___ Text section

Actually NO, that's YOUR party of preference idea. Since we've shifted from El Chapo to college tuitions..... One of the attractive features to moving to Tn was that if your child keeps their grades up through HS, they give the first two yrs of college for free supposedly. Not all too familiar with the program cuz we have a few yrs to go yet. I'm guessing it's their County/Community college but heck it's better than what NJ offered. I'm counting my blessing, my daughter is a straight-A student thus far in HS, we just got a letter telling us that she qualifies for advanced courses in 3 classes which will give her college credits, she's only in 9th grade so very proud of her.
Almost like socialism except in socialism you don't pay after first 2 years either if your grades are good
With socialism, you drop at least 50% of your income into the lap of government besides the crapload of other taxes they hit you with, with what income you're left to keep. So NO, not even close to being almost the same or FREE. So I gotta ask, if not mistaken, you left European country to come here, yes? If socialism is your preference of governance, why come here? Tn has NO income tax btw.....
Yes I did live in socialism and know what it is but it does not mean I prefer it or has anything to do with what I posted. Nice try tho
Ohhh so then you KNOW the real differences between socialism and what you pretended to compare it to? Cool.

______

* **Requirement A**
In the forum exchange, how many years of college does Tennessee supposedly provide for free to a child who keeps their grades up through high school?
The forum exchange and the entries that follow it are unrelated to each other.

___ Record excerpts

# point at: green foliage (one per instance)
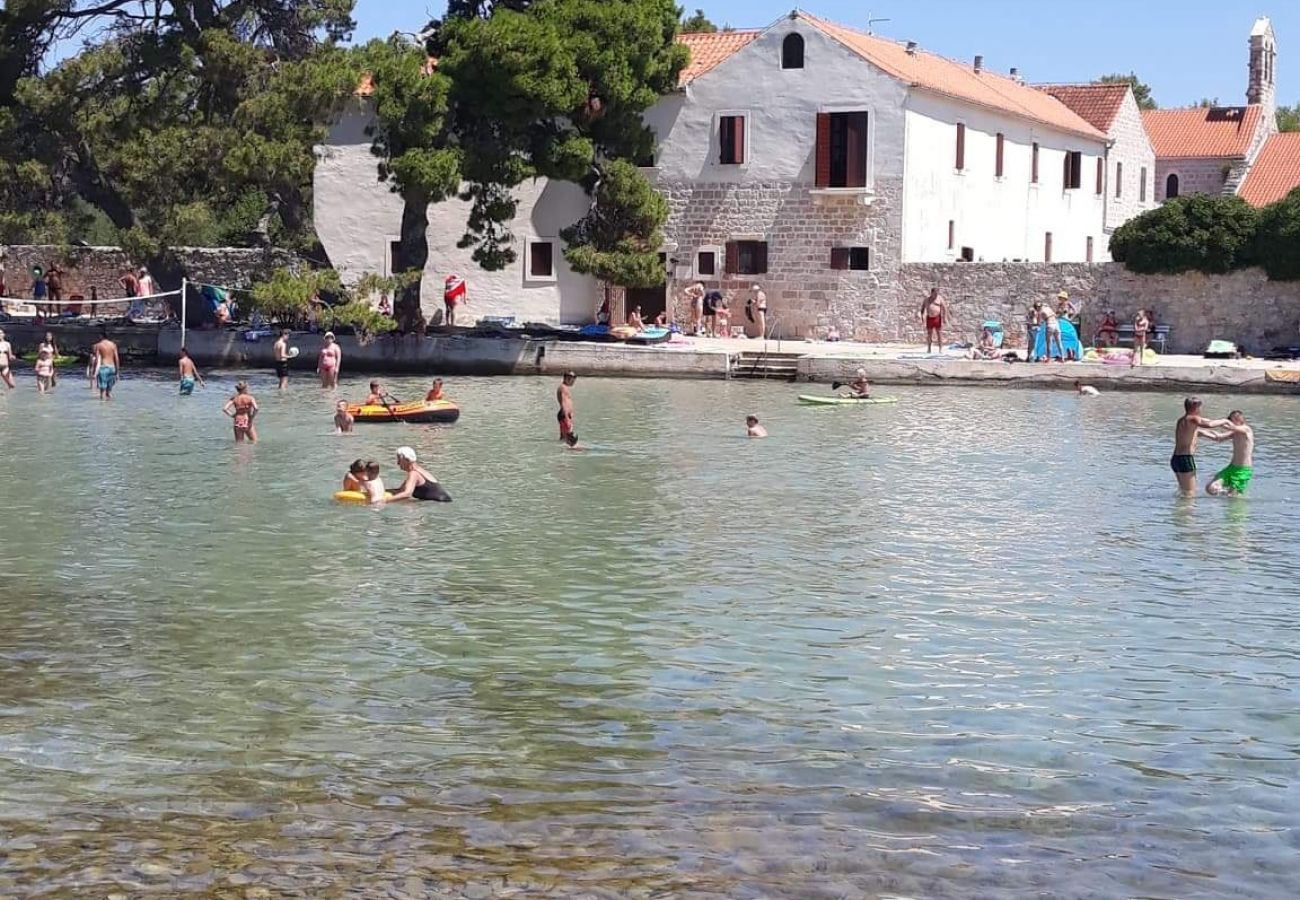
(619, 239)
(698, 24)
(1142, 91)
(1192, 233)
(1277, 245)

______
___ Record excerpts

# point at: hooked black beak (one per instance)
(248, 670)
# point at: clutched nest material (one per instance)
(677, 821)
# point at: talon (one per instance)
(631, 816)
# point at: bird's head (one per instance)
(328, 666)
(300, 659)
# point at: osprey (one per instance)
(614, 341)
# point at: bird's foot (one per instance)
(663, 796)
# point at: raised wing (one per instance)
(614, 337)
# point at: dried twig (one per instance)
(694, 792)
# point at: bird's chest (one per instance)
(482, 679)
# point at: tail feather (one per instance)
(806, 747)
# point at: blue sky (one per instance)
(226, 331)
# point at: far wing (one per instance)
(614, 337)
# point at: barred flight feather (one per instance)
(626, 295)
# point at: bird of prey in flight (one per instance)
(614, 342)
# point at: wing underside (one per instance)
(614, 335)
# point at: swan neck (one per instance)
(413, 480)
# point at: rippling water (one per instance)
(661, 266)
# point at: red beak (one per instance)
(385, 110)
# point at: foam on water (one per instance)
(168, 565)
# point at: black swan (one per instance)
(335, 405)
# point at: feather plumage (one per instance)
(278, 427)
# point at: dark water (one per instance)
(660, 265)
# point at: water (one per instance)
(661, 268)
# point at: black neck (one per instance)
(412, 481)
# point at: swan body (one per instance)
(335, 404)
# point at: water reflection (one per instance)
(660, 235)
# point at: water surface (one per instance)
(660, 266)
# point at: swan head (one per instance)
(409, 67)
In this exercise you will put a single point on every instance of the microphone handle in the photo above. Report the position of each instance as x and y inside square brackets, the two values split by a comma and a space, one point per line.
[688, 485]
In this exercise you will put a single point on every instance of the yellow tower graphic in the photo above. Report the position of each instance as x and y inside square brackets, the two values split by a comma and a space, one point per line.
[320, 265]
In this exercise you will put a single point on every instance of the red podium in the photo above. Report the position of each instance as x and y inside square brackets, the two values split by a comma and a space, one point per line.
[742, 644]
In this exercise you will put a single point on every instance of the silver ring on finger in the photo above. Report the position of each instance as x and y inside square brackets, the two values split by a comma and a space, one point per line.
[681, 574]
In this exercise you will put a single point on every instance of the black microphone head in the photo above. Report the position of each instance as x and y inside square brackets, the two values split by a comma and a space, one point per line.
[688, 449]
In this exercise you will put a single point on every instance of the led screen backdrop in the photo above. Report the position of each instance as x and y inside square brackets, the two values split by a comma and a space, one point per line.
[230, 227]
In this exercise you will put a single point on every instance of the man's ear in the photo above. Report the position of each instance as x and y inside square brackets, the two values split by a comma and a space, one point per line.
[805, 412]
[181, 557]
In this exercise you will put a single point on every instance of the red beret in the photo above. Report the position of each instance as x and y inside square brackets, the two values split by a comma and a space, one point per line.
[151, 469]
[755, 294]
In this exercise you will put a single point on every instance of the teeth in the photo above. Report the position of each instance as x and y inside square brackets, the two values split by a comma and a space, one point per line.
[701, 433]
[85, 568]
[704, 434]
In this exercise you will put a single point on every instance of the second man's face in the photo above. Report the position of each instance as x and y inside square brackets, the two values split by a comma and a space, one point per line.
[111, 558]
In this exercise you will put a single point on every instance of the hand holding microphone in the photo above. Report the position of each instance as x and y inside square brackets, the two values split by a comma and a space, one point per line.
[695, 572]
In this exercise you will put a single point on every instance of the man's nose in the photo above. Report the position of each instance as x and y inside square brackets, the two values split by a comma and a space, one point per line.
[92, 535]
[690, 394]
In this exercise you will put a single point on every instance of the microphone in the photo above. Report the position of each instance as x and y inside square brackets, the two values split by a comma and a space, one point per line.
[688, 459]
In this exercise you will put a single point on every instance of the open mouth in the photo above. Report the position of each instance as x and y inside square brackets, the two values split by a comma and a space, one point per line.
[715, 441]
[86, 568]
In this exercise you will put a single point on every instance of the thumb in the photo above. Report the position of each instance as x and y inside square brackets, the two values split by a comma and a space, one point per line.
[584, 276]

______
___ Record excerpts

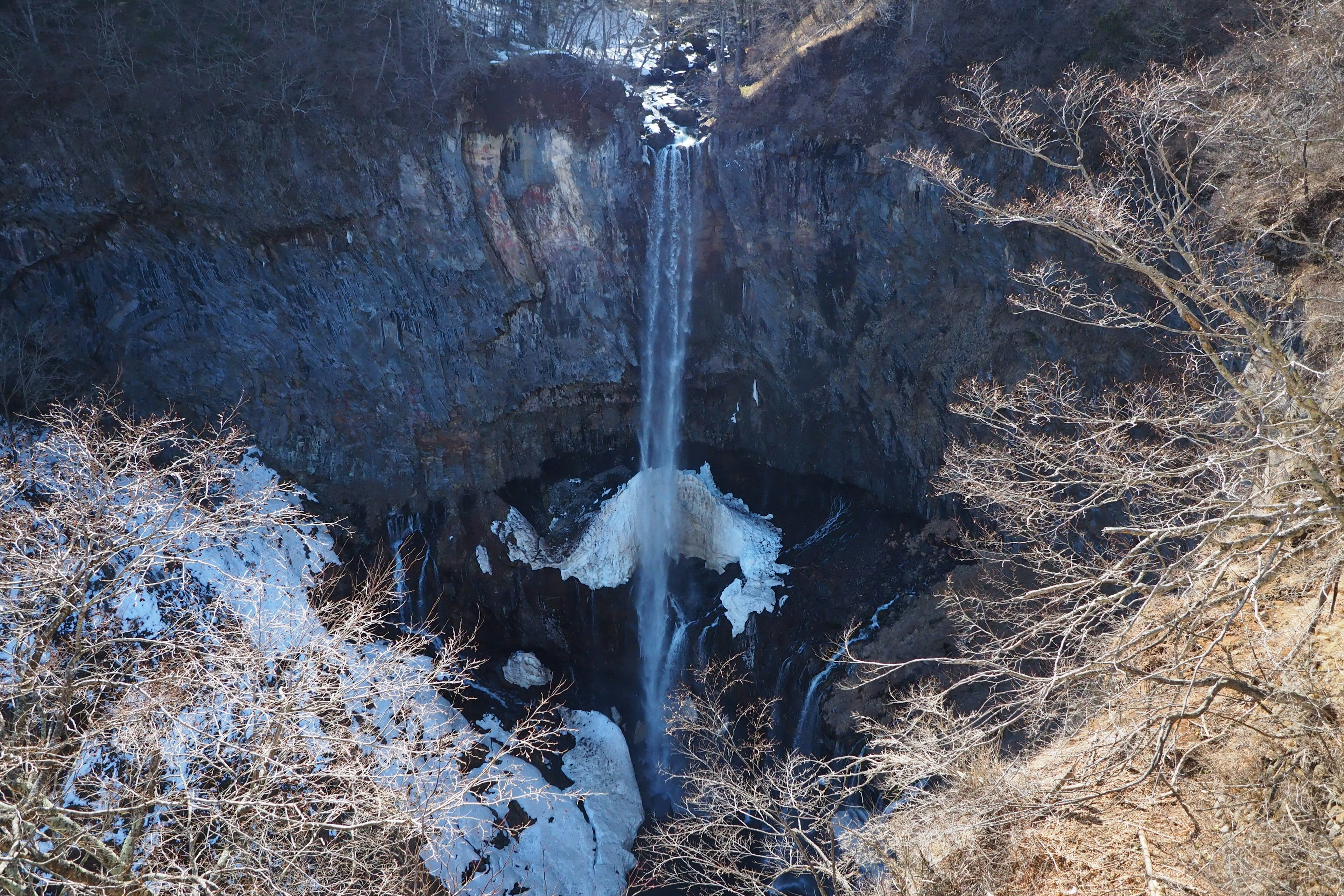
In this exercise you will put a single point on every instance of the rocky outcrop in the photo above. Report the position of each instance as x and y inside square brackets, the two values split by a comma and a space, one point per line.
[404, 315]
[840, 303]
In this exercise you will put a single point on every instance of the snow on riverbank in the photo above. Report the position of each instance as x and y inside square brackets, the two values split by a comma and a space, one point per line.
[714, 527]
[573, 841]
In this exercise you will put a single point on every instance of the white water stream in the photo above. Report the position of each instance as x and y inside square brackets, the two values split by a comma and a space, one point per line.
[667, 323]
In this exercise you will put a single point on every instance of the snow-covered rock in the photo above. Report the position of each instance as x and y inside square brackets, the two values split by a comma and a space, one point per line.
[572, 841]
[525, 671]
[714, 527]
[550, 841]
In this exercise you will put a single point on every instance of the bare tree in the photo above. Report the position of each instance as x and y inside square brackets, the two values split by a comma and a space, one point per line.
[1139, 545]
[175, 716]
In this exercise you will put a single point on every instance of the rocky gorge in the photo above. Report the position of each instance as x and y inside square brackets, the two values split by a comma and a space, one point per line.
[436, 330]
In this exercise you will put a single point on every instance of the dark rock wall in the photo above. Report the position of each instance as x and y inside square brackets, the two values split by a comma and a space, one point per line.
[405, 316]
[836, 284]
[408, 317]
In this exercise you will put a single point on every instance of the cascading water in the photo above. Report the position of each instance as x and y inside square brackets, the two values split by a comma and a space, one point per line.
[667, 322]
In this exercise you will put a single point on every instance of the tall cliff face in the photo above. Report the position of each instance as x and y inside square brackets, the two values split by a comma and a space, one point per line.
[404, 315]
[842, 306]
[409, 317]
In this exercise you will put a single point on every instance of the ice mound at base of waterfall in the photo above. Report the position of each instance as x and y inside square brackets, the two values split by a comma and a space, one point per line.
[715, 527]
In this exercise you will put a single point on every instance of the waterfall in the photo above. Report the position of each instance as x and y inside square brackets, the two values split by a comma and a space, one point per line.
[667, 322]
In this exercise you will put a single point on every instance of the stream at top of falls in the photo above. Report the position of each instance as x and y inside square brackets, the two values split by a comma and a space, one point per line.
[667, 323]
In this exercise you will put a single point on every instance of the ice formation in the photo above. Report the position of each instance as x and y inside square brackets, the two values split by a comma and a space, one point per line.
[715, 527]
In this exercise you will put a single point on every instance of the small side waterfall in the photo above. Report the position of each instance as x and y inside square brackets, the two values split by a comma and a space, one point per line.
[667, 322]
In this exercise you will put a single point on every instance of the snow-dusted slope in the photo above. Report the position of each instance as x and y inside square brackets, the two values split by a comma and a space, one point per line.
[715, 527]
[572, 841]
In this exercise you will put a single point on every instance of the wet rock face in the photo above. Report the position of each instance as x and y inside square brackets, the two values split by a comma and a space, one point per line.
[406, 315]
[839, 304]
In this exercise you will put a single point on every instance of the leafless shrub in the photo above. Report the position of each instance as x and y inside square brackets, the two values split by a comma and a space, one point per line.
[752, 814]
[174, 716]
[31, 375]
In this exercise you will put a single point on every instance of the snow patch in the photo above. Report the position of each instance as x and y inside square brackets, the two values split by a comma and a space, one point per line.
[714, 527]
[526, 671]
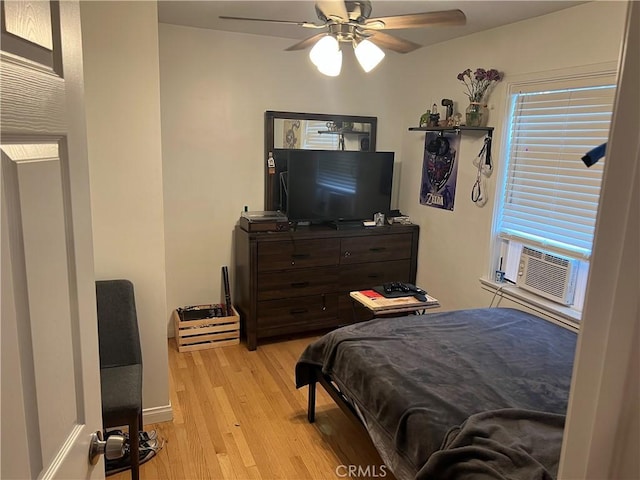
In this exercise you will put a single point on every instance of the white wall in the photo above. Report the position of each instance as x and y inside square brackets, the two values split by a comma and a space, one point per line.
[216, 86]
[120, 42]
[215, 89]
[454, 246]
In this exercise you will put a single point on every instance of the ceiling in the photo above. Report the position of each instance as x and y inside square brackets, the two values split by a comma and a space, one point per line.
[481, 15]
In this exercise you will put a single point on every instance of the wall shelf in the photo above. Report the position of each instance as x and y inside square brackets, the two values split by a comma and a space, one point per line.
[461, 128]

______

* **Requirement B**
Gather every line of the entries that contains the string "feather", matching case exactly.

* **Problem solution A**
The first two years of college.

* **Problem solution B**
# point at: tail feather (one per instance)
# point at: barred flight feather (one per instance)
# point at: feather plumage (one per instance)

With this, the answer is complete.